### 练习题目 1
请把下方条目中从含有“Here is your”的那一行起到条目末尾为止的各行重新写出（首尾两行都包括在内），要求部分照原样保留，并将答案里每个边界框坐标值加上 22，要求部分及其格式示例中的数字不作改动，输出中不要包含图片。

### 阅读材料
# 【AT3623】[ARC084D] XorShift（思维）([at3623] [arc084d] xorshift (thinking))-其他

## 【AT3623】[ARC084D] XorShift（思维）([at3623] [arc084d] xorshift (thinking))

• 给定一个初始大小为 $$n$$ 的自然数集合 $$\{a_1,a_2,\cdots a_n\}$$，不断进行两种操作：若 $$x$$ 在集合中，则将 $$2x$$ 加入集合；若 $$x,y$$ 在集合中（允许 $$x=y$$），则将 $$x\operatorname{xor}y$$ 加入集合。
• 求无限操作下去集合中将会有多少个小于等于 $$m$$ 的数。
• $$n\le6$$，$$0\le m,a_i\le 2^{4000}$$

### 代码：$$O(\frac{nm^2}{\omega})$$

#include<bits/stdc++.h>
#define Tp template<typename Ty>
#define Ts template<typename Ty,typename... Ar>
#define Rg register
#define RI Rg int
#define Cn const
#define CI Cn int&
#define I inline
#define W while
#define N 20
#define M 40000
#define X 998244353
using namespace std;
int n;struct INT {int h;bitset<M+1> o;}m,a,s,r;
char st[M+5];I void read(INT& S) {scanf("%s",st+1),S.o.reset(),S.h=strlen(st+1);for(RI i=1;i<=S.h;++i) st[i]&1&&(S.o.set(S.h-i+1),0);}
I INT operator % (INT x,INT y) {W(x.h>=y.h) {x.o^=y.o<<x.h-y.h;W(x.h&&!x.o.test(x.h)) --x.h;}return x;}//取模
I INT gcd(INT x,INT y) {if(!y.h) return x;if(x.h<y.h) return gcd(y,x);return Calc(y,x%y);}//求公约数
int main()

### 练习题目 2
在这篇关于 XorShift 题目的材料中，集合初始大小 n 的上限是多少？

### 数据部分
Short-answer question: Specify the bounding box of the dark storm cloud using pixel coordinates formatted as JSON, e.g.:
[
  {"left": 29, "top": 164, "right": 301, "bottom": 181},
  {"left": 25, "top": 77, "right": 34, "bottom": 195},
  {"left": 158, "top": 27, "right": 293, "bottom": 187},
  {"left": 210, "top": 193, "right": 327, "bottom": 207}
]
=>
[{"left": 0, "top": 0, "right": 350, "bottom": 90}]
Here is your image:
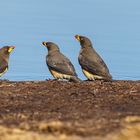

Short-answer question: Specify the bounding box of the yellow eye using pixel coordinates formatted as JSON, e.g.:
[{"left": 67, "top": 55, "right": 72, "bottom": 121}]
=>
[
  {"left": 8, "top": 47, "right": 15, "bottom": 53},
  {"left": 75, "top": 35, "right": 81, "bottom": 41}
]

### 参考答案 1
Here is your image:

Short-answer question: Specify the bounding box of the yellow eye using pixel coordinates formatted as JSON, e.g.:
[{"left": 67, "top": 55, "right": 72, "bottom": 121}]
=>
[
  {"left": 30, "top": 69, "right": 37, "bottom": 75},
  {"left": 97, "top": 57, "right": 103, "bottom": 63}
]

### 参考答案 2
n 不超过 6。